*Brano da esaminare*
Abbiamo ripensato a questo leggendo su Le Scienze (n°439, marzo 2005) un articolo dal titolo: La fisica dell’omeopatia.
Enrico Bellone così ne conclude, nell’editoriale, la presentazione: “I consumatori italiani di prodotti omeopatici sono cresciuti, in un solo anno, del 50 per cento. C’è chi tende a non preoccuparsi: in fin dei conti, una fialetta d’acqua pura non fa male a nessuno, anche se fa molto bene ai suoi produttori e venditori. Solo che, sui tempi lunghi, la faccenda incide sul sistema sanitario nazionale: chi malamente si cura, infatti, malamente ricade poi sulle spalle altrui (e sulle altrui tasse)”.
Comprendiamo la preoccupazione di Bellone, ma con siffatti argomenti è molto probabile che i consumatori italiani di tali prodotti continueranno ad aumentare.
E cosa dovrebbero pensare, poi, tutti coloro che ricorrono da tempo e con soddisfazione ai farmaci omeopatici o antroposofici (non disdegnando, alla bisogna, quelli allopatici), di chi si prende la libertà di giudicare che si curano “malamente”? Di chi non si fa scrupolo di affermare che chi si cura come loro “ricade poi sulle spalle altrui (e sulle altrui tasse)”, quasi che le tasse le pagassero esclusivamente i consumatori dei farmaci allopatici? Di chi si sente in diritto, insomma, di andare alla lavagna per segnarli dalla parte dei “cattivi”? (Chi ha letto la “noterella” del 16 agosto 2004 ricorderà, peraltro, che Enrico Bellone ha un particolare trasporto per le lavagne).
Ma lasciamo stare; diamo piuttosto un’occhiata al suddetto articolo di Stefano Cagliano e Luca Fraioli.

Estratti di dati:

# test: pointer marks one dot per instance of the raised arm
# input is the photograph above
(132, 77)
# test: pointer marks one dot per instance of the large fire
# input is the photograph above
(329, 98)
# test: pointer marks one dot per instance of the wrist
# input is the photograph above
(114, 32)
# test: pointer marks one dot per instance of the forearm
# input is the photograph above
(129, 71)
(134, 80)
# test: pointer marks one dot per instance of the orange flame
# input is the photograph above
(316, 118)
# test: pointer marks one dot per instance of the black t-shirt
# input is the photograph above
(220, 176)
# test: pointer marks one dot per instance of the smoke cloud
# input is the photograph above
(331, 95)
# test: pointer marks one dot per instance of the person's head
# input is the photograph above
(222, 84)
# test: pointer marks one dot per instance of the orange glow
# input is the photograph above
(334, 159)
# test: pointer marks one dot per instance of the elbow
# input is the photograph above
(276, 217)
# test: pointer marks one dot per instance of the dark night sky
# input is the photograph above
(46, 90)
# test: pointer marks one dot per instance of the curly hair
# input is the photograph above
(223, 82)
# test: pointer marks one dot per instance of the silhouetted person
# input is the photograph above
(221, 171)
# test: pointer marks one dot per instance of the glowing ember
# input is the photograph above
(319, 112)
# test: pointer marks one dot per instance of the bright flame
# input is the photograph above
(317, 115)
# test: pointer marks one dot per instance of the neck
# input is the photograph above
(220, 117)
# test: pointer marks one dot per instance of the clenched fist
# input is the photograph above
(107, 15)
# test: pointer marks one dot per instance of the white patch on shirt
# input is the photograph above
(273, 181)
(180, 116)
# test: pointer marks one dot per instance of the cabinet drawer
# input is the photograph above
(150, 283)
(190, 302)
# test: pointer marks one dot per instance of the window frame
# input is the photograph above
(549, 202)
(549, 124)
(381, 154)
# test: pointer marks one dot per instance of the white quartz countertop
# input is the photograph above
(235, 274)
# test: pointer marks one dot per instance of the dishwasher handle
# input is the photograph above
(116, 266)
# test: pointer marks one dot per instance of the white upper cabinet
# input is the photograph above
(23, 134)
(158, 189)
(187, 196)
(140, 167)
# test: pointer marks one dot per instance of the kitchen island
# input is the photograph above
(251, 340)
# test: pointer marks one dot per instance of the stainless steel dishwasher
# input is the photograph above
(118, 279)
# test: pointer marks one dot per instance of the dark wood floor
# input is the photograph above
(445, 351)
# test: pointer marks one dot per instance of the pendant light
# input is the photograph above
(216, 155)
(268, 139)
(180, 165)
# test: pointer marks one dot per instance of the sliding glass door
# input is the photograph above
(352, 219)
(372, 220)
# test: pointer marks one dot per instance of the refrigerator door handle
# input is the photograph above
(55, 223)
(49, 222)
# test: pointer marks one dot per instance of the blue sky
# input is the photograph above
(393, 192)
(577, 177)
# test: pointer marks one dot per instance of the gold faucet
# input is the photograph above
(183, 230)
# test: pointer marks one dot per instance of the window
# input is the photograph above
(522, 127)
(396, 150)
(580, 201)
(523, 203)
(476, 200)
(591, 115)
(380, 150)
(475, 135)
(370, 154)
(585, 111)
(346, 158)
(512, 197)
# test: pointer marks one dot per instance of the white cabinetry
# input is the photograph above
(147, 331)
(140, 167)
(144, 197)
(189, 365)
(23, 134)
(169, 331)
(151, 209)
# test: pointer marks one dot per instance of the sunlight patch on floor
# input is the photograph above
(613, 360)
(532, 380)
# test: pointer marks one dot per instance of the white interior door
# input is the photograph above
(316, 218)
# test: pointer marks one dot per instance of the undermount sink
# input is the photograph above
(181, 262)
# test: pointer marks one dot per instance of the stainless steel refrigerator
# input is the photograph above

*Compito A*
Riscrivi il brano sull'omeopatia da "E cosa dovrebbero" a "e Luca Fraioli.", sostituendo "lavagna" con "cattedra".
*Compito B*
Rispondi a queste domande sul brano sull'omeopatia.
(i) In quale numero di Le Scienze è uscito l'articolo citato?
(ii) Di quanto sono cresciuti in un solo anno i consumatori italiani di prodotti omeopatici, secondo Bellone?
(iii) Chi sono gli autori dell'articolo a cui si dà un'occhiata alla fine?
*Compito C*
Prosegui il brano sull'omeopatia a partire dalla sua ultima frase.

*Risposta al compito A*
E cosa dovrebbero pensare, poi, tutti coloro che ricorrono da tempo e con soddisfazione ai farmaci omeopatici o antroposofici (non disdegnando, alla bisogna, quelli allopatici), di chi si prende la libertà di giudicare che si curano “malamente”? Di chi non si fa scrupolo di affermare che chi si cura come loro “ricade poi sulle spalle altrui (e sulle altrui tasse)”, quasi che le tasse le pagassero esclusivamente i consumatori dei farmaci allopatici? Di chi si sente in diritto, insomma, di andare alla cattedra per segnarli dalla parte dei “cattivi”? (Chi ha letto la “noterella” del 16 agosto 2004 ricorderà, peraltro, che Enrico Bellone ha un particolare trasporto per le lavagne).
Ma lasciamo stare; diamo piuttosto un’occhiata al suddetto articolo di Stefano Cagliano e Luca Fraioli.

*Risposta al compito B*
(i) Nel n°439, marzo 2005.
(ii) Del 50 per cento.
(iii) Stefano Cagliano e Luca Fraioli.

*Risposta al compito C*
Gà il titolo (del quale potrebbe essere però responsabile la redazione) lascia perplessi, in quanto dire “La fisica dell’omeopatia” è un po’ come dire: “La solidità del liquido” o “La liquidità del gassoso”.
Come infatti il liquido è tale perché non è solido, e come il gassoso è tale perché non è liquido, così la farmacodinamica omeopatica è tale perché non è fisica o, per meglio dire, perché veicola forze extrasensibili in grado di produrre effetti sensibili.
E’ comprensibilissimo, perciò, che tale fenomeno risulti ”fisicamente” inspiegabile.
Ma poiché non tutti se ne rendono conto, che cosa accade? Accade che alcuni (come, ad esempio, Jacques Benveniste, sul piano fisico-chimico, e Giuliano Preparata, su quello della meccanica quantistica) tentano invano di spiegare il fenomeno “fisicamente”, mentre altri (come i due autori dell’articolo) tentano invano di negarne la realtà, avvalendosi appunto del fatto che risulta “fisicamente” inspiegabile.
Tutti costoro farebbero però meglio a realizzare che un numero sempre maggiore di italiani utilizza i farmaci omeopatici perché li trova praticamente efficaci, infischiandosene del fatto che – secondo fisici e chimici – non dovrebbero, in teoria o stando ai calcoli, esserlo.
Molti di loro oltretutto si chiedono: se è vero che la conoscenza – come sostiene Aristotele – nasce dalla meraviglia, che “scienziato” è allora quello che al cospetto di un fenomeno che si verifica in barba alle odierne nozioni fisiche (in barba, ad esempio, al “numero di Avogadro”) non solo non prova stupore o meraviglia, ma s’ingegna perfino a negarne o esorcizzarne la realtà?
In ogni caso, l’articolo così si chiude: “Fare affidamento sull’omeopatia contro le malattie significa chiedere aiuto a uno strumento che gli studi clinici non hanno fatto altro che bocciare: e che fisici e chimici non ammetterebbero neanche all’esame”.
Ma gli “studi clinici” di chi? Si finge forse d’ignorare che l’omeopatia è praticata, in tutto il mondo, da medici che non sono affatto da meno, per preparazione, titoli e competenze, dei loro colleghi allopati?
Fisici e chimici non l’”ammetterebbero neanche all’esame”? Poco male. Vorrà dire, che settanta milioni di europei non ammetteranno tali fisici e chimici all’esame della vita e della realtà.